Your instructions >>
Word for word, restate the records that appear below.
|---|
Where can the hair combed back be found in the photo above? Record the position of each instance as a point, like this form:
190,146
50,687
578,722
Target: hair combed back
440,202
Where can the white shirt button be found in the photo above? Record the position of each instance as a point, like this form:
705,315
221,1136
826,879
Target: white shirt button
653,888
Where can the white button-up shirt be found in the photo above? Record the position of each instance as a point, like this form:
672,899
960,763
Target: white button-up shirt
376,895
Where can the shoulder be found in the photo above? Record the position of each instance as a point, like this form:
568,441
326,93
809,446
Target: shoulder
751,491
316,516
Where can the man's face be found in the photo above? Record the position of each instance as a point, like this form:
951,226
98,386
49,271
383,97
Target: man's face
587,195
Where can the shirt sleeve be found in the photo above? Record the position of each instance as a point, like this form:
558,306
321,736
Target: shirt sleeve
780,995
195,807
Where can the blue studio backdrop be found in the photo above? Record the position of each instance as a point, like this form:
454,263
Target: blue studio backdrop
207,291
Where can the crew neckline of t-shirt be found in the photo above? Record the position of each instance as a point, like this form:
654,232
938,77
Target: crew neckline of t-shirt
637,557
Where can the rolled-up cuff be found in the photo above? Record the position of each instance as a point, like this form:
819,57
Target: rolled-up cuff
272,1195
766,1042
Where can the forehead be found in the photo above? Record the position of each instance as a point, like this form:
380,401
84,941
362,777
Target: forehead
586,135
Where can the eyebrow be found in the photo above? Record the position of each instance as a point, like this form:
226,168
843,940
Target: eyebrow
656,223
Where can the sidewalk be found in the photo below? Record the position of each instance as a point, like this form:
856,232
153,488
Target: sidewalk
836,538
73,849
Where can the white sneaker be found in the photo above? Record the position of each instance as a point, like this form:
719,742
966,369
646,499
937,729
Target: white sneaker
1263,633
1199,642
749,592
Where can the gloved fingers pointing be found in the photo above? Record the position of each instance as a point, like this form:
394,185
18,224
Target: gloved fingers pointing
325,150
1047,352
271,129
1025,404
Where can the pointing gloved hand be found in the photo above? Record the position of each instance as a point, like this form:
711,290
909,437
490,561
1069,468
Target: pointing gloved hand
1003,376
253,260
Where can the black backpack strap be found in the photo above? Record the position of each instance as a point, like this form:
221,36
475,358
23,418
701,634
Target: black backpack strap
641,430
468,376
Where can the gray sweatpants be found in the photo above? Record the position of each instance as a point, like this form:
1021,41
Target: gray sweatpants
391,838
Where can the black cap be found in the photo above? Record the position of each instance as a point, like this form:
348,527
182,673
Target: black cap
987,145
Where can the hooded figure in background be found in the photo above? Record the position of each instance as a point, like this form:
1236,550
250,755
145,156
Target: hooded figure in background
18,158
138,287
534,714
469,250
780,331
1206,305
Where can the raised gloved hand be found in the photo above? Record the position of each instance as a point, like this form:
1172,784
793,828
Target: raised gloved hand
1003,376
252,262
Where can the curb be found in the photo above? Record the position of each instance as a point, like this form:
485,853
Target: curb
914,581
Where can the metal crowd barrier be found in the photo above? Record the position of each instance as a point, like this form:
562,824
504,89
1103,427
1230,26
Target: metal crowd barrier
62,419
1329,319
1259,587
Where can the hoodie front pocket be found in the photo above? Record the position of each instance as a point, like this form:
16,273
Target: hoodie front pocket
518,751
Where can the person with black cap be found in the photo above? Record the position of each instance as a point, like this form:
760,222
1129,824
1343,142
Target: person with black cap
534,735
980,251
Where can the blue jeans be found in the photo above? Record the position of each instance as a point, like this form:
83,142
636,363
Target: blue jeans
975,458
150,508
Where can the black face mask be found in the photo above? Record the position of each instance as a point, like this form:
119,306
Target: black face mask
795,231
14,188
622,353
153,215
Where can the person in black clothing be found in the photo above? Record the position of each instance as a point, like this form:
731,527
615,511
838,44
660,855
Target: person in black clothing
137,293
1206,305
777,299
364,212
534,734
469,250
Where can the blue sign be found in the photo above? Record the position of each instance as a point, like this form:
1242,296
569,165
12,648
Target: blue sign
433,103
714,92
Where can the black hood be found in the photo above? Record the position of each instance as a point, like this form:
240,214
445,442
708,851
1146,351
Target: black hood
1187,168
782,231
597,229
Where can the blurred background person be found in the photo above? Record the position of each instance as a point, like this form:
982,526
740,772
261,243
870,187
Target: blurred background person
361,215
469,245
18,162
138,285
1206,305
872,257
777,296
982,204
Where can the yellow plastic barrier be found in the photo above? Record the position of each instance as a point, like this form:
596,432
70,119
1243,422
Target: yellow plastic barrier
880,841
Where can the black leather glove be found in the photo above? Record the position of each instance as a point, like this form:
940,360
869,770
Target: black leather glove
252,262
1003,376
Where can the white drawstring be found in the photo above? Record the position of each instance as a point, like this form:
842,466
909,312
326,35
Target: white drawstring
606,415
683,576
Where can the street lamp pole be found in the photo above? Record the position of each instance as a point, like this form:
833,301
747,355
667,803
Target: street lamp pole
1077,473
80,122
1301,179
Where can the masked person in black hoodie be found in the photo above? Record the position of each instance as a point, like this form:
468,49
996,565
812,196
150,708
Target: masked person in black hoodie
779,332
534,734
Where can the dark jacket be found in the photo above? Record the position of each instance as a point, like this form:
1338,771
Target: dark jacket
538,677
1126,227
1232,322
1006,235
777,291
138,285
|---|
Answer to this problem >>
Where can the hair combed back be found in the photo above? Record the position of each instance as a point, like this form:
190,146
50,687
578,722
Target: hair combed back
440,202
Where can the white shirt button be found in the photo above? Record the position of each instance as a point, like this form:
705,315
221,1136
826,879
Target: white shirt button
653,888
Where can the white button-up shirt be found in the photo above? Record the position of each instance as a point, like this form:
672,899
960,763
Target: white button-up shirt
376,895
Where can the shoulder be found in the photo above? Record the position of each instance as a point, like this form:
568,441
326,93
809,446
Target: shoulder
751,491
316,516
Where can the man's face be found in the photo above? Record the position of each instance as a point, like this form:
951,226
98,386
49,271
383,97
Target: man's face
587,195
Where can the shirt sleeve be found in the photo above? Record the position of each instance as a point, like this form:
558,306
321,736
Target: shirt sleeve
780,995
195,807
Where can the blue studio backdrop be found in the photo above? Record the position of each instance as a point, like this form:
454,263
Target: blue studio backdrop
207,291
Where can the crew neckline of t-shirt be found in the photo above? Record the position of each instance as a point, like this form:
654,232
938,77
Target: crew neckline of t-shirt
637,557
Where can the rolled-up cuff be found in the photo above? Record the position of each instance as a point, like this form:
819,57
Target: rolled-up cuff
272,1195
766,1042
Where can the forehead be found in the photo above? Record the position of each instance as a point, like this form:
380,401
84,941
362,777
Target: forehead
586,135
Where can the eyebrow be found in the photo above? Record the position of each instance as a point, like this form:
226,168
843,940
Target: eyebrow
656,223
Where can the sidewalk be found in the photo below? Record the position of each instance as a point, like this form:
856,232
153,488
Target: sidewalk
836,538
73,849
Where can the white sneaker be found in the photo above? Record the position of each instance as a point, like this form:
719,742
966,369
646,499
937,729
Target: white sneaker
1263,633
1199,642
749,592
Where can the gloved fingers pointing be found in the photo above? Record the position of each instance as a point, like this form:
394,185
18,224
Target: gloved fingers pointing
325,150
1047,352
271,129
1025,404
Where can the pointing gloved hand be found in the photo above? Record the position of each instance as a point, like this form:
711,290
909,437
490,561
1069,468
Target: pointing gloved hand
1003,376
253,260
Where can the black backpack strap be found in the photo above? Record the position of each instance as a point, like this form:
221,36
475,358
23,418
701,634
Target: black backpack strap
641,430
468,376
Where can the gray sweatpants be found in the photo above? Record the position of each instance as a point, like this form:
1021,41
Target: gray sweatpants
391,838
Where can the black cap be found in the photo above? Record the position of each instance as a point, like this form:
348,527
182,673
Target: black cap
987,145
Where can the hooded figure in background be found in the photo above? Record the position of each instance as a point, like this form:
1236,550
250,755
145,156
Target: hooded figure in background
18,158
138,287
534,714
469,250
780,331
1206,305
Where can the raised gloved hand be found in the photo above? Record the position of each instance as a point, like this form:
1172,784
793,828
Target: raised gloved hand
1003,376
252,262
Where can the curb be found in the photo above? Record the position of each instance as a point, like this form:
485,853
Target: curb
914,581
Where can the metal crowd barrier be found in the photo above? Record the position of each instance as a point, like this form:
562,824
504,89
1103,427
1230,26
Target: metal crowd barrier
62,419
1329,319
1259,587
Where can the hoodie front pocket be found in the photo above? Record the position of each instance as a point, like this form:
16,273
Target: hoodie front pocket
518,751
Where can the person with black cap be found in the photo above? Record the position of each instance as a point, like this form:
760,222
1129,824
1343,142
Target: person with black cap
534,735
980,251
Where can the blue jeans be found in the photo above? Record the position of each instance as a point, like this form:
83,142
636,363
Target: blue jeans
975,458
150,508
Where can the black face mask be found in the photo above? Record the position of each instance as a point, like this form:
119,306
Target: black face mask
795,231
14,188
622,353
153,215
Where can the person in black clothing be found in the photo above? Record the position of each instance as a point, like this form:
731,527
615,511
838,44
660,855
Target: person in black clothing
137,293
1206,305
777,299
364,212
534,734
469,250
Where can the blue sign be found in the photo above? Record the position of each instance as a point, like this form:
1242,296
569,165
12,648
Target: blue sign
433,103
714,92
Where can the black hood be found in the photo above? Record the position of each instance as a point, like this form:
240,214
445,442
708,851
1146,351
Target: black hood
1187,168
782,231
597,229
Where can the blurred background person be found in the photo above? Record the position of each instance as a point, like this form:
982,526
740,772
261,243
870,187
Target: blurred background person
361,215
469,245
18,162
138,285
1206,305
872,257
777,296
982,204
Where can the yellow plastic barrier be found in the photo above? Record the position of each instance as a point, like this form:
596,432
70,119
1243,422
Target: yellow plastic barrier
880,841
Where can the black leather glove be found in the photo above? Record the position of each instance as a point, like this form:
940,360
869,770
Target: black leather glove
252,262
1003,376
Where can the white drawstring be found in the photo above? Record the position of each instance as a point, like this form:
842,466
909,312
326,35
Target: white drawstring
606,415
683,576
Where can the street lamp pole be found in the photo above? Record the position of each instance as a point, like this form:
833,301
747,355
667,803
Target: street lamp pole
1077,473
80,122
1301,179
Where can the masked person in black hoodie be found in the photo above? Record the position of each instance as a point, like this form:
468,49
996,565
812,196
150,708
Target: masked person in black hoodie
779,332
534,734
Where can the dark jacket be found in the photo above? Record the position of each instance as a point, like this form:
1338,771
Target: dark jacket
538,677
1126,227
1232,322
1006,235
777,291
138,285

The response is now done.